Please transcribe exactly, and only, the lines of the data below between the line holding "Target: person behind gate" and the line holding "If you could mark the brick", inclusive.

■ **Task inputs**
——

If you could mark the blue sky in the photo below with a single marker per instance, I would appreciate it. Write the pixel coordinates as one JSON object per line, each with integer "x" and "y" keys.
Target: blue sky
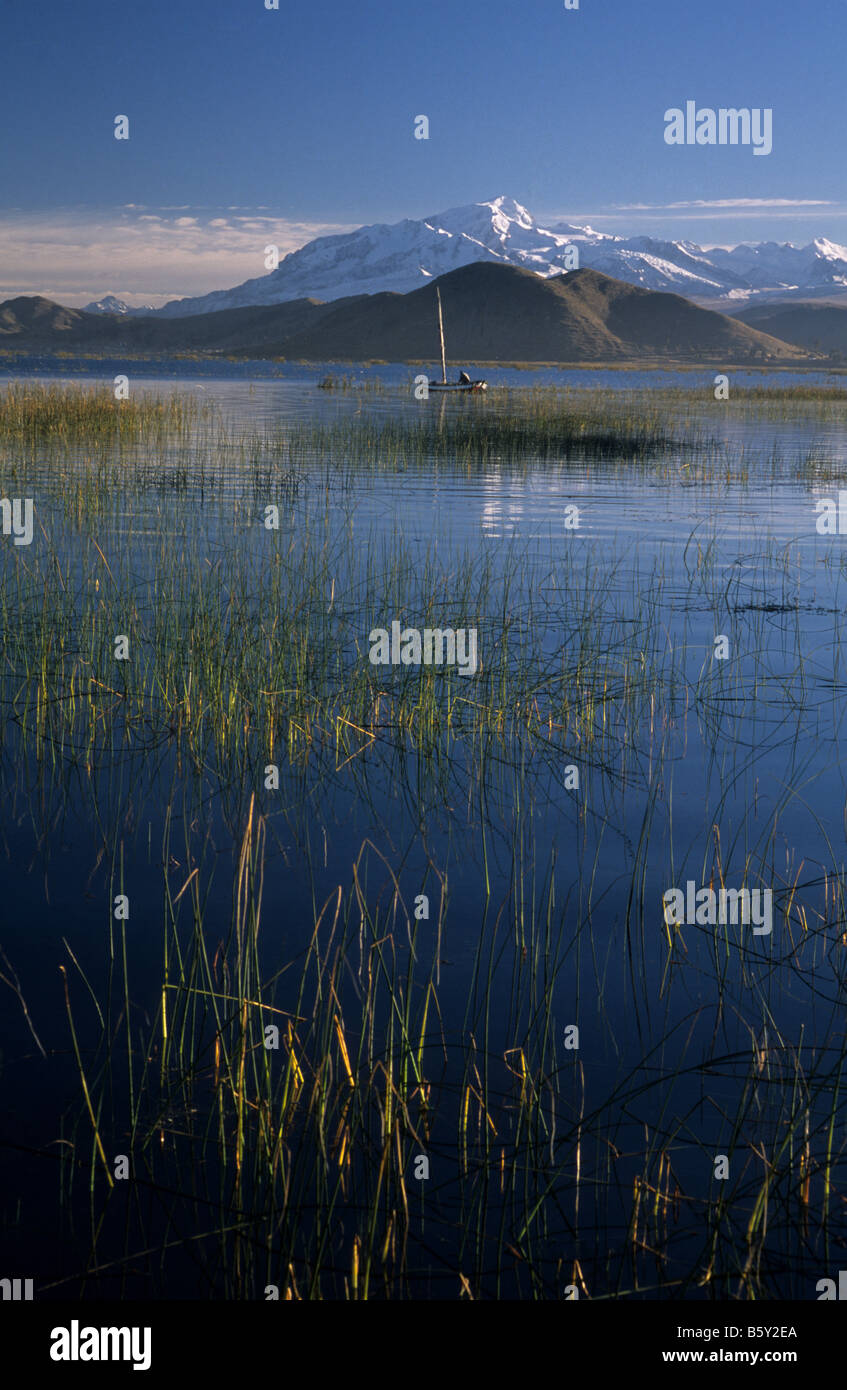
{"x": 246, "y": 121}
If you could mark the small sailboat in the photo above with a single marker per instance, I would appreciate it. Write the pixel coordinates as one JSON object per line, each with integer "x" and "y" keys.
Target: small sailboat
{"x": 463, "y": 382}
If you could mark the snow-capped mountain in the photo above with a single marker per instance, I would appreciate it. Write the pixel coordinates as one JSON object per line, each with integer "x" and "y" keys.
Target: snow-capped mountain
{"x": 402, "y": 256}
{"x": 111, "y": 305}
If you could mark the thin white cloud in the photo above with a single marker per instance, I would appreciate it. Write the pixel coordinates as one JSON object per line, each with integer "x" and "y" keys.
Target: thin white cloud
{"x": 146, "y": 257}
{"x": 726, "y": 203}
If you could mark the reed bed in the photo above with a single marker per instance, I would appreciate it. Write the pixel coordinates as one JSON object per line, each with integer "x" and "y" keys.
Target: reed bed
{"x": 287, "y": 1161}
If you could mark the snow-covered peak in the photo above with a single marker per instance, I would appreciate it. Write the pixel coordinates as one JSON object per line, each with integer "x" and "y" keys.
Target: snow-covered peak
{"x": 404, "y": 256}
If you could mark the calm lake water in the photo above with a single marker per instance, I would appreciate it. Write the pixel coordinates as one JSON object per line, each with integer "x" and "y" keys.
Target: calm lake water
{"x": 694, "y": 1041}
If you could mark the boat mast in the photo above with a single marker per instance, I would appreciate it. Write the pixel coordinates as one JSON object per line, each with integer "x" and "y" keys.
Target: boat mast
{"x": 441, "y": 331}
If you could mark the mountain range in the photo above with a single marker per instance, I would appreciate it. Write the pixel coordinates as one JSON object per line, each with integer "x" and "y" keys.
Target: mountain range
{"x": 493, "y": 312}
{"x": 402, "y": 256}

——

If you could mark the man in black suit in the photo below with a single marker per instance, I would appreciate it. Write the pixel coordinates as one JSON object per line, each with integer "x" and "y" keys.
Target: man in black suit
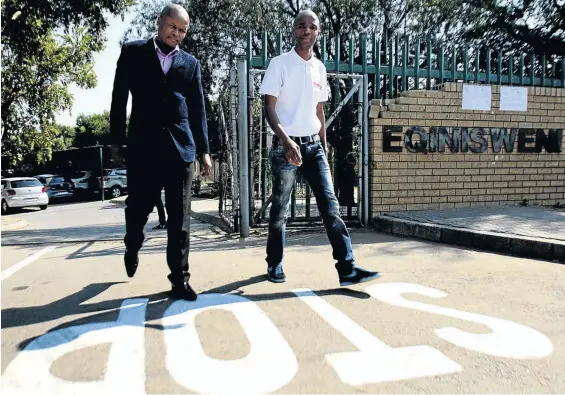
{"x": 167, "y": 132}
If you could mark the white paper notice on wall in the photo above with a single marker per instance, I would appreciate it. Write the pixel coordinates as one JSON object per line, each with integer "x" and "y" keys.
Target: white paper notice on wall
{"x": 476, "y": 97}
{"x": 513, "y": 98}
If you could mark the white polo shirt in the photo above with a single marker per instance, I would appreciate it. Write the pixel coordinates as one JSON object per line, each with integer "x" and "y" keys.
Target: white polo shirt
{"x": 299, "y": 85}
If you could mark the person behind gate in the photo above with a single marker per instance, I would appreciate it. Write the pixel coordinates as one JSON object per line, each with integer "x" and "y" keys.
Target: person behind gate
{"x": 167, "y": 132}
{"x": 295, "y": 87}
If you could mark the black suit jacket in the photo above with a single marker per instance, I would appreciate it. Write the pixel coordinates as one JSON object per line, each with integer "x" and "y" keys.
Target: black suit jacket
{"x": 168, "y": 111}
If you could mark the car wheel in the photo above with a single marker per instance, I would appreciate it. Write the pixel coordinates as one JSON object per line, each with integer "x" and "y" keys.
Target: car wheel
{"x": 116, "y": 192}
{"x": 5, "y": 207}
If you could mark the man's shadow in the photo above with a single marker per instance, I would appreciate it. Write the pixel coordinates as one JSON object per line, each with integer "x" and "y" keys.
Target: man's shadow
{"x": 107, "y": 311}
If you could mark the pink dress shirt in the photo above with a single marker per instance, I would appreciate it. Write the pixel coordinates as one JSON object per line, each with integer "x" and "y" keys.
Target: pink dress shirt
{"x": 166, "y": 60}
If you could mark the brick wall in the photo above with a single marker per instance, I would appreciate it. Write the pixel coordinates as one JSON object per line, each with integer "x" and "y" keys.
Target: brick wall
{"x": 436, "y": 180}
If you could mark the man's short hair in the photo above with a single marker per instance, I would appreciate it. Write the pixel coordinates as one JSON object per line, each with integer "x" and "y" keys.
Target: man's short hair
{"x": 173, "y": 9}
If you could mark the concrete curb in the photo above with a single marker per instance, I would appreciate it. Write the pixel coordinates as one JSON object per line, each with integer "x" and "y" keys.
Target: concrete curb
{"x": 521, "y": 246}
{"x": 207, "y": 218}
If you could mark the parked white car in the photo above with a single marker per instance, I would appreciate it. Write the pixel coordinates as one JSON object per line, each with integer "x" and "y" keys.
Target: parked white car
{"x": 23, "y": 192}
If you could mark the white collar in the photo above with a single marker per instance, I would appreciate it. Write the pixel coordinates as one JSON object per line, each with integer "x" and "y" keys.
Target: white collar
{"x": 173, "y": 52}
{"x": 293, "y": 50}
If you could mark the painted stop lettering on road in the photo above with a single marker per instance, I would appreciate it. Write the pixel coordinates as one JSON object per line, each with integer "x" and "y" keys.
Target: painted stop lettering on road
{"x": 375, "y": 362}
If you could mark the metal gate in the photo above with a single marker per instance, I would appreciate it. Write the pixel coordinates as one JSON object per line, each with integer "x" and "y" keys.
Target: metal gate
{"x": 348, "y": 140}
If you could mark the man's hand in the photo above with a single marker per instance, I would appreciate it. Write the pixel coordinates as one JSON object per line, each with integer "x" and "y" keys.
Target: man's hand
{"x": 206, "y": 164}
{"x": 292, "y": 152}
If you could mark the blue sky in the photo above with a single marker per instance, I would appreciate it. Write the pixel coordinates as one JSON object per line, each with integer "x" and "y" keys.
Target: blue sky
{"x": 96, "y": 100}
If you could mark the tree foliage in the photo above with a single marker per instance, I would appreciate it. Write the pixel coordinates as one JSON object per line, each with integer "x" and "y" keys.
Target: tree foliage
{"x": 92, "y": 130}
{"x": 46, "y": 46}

——

■ **Solution to the exercise**
Target: person behind gate
{"x": 167, "y": 132}
{"x": 295, "y": 87}
If you could mark the black suit jacket in the photo above with a single marker per instance, I would appreciate it. Write the pixel coordinates as one JSON object per line, each with integer "x" and "y" keys.
Target: black suit jacket
{"x": 168, "y": 111}
If you could mark the car wheel in the photo above with a single marker per instance, I would appreciate it. Write the pixel coordinates as one JSON object per line, each with integer "x" and "y" keys.
Target: car wheel
{"x": 116, "y": 192}
{"x": 5, "y": 207}
If you could mark the man's shadow in the photo above with a single marker per instance, I would appreciate it. Write the pixel coordinates as one JSON object per line, each with integer "x" and "y" keys.
Target: man's shadow
{"x": 107, "y": 311}
If you could mark the pink dress shirt in the photo above with a single marker per instance, I would appreciate it. Write the pixel coordinates as one JSON object per line, each with integer "x" and "y" keys.
Target: pink dress shirt
{"x": 166, "y": 60}
If you could mark the brick wall in the photo above with a single marker per instance, I would appreciate it. Write the pixel coordinates as one JSON object per line, each with integer "x" and "y" keys.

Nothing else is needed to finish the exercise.